Print the part of the HPV16-Genotyper header below that lies between "HPV16-Genotyper: a computational" and "Heraklion 71003, Greece.", inclusive, with no changes.

_Passage for review_
=== Section Start ===
HPV16-Genotyper: a computational tool for risk-assessment, lineage genotyping and recombination detection in HPV16 sequences, based on a large-scale evolutionary analysis
Marios Nikolaidis1,
Dimitris Tsakogiannis2,
Garyfalia Bletsa2,
Dimitris Mossialos3,
Christina Kottaridi4,
Ioannis Iliopoulos5,
Panayotis Markoulatos3,
and Grigoris D. Amoutzias1*
- Bioinformatics Laboratory, Department of Biochemistry and Biotechnology, University of Thessaly, Larissa, 41500, Greece
- Research Center, Hellenic Anticancer Institute, 10680, Athens, Greece
- Microbial Biotechnology-Molecular Bacteriology-Virology Laboratory, Department of Biochemistry and Biotechnology, University of Thessaly, Larissa, 41500, Greece
- Microbiology Laboratory, Department of Biology, Aristotle University of Thessaloniki, Greece
- Department of Medicine, University of Crete, Heraklion 71003, Greece.
=== Section End ===
_Information shown_
=== Section Start ===
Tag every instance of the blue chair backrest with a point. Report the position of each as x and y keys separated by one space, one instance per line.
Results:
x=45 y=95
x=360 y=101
=== Section End ===
_Answer for this exercise_
HPV16-Genotyper: a computational tool for risk-assessment, lineage genotyping and recombination detection in HPV16 sequences, based on a large-scale evolutionary analysis
Marios Nikolaidis1,
Dimitris Tsakogiannis2,
Garyfalia Bletsa2,
Dimitris Mossialos3,
Christina Kottaridi4,
Ioannis Iliopoulos5,
Panayotis Markoulatos3,
and Grigoris D. Amoutzias1*
- Bioinformatics Laboratory, Department of Biochemistry and Biotechnology, University of Thessaly, Larissa, 41500, Greece
- Research Center, Hellenic Anticancer Institute, 10680, Athens, Greece
- Microbial Biotechnology-Molecular Bacteriology-Virology Laboratory, Department of Biochemistry and Biotechnology, University of Thessaly, Larissa, 41500, Greece
- Microbiology Laboratory, Department of Biology, Aristotle University of Thessaloniki, Greece
- Department of Medicine, University of Crete, Heraklion 71003, Greece.